WRITTEN PROBLEM:
Locate each line of the listing below that contains the string "dragonfly", treating uppercase and lowercase as different, and copy those lines out in full.

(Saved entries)
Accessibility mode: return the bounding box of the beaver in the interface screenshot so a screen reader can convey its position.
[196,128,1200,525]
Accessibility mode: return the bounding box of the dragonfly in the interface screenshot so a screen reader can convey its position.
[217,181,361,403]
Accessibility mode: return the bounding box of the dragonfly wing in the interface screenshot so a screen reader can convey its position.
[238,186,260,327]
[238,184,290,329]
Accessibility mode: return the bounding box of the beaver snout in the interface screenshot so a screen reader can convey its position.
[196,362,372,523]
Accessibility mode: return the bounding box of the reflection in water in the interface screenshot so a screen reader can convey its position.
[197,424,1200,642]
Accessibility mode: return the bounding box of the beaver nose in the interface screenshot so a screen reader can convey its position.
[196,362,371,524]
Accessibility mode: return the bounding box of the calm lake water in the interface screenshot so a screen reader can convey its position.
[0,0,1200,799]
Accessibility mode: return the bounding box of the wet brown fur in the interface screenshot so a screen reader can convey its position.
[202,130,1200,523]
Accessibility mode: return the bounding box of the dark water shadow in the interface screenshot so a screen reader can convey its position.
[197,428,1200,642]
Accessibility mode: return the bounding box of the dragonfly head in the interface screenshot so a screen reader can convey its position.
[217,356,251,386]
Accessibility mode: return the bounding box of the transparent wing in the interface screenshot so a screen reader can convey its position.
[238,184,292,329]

SOLUTION:
Accessibility mode: return the bounding box of the dragonfly in the interface screenshot so a screen reader can convey its position.
Accessibility mode: return the bounding box of the dragonfly wing in the interface screenshot so a screen reader can convey its position.
Accessibility mode: return the bounding box of the dragonfly head in the interface screenshot so a screen reader can convey its position.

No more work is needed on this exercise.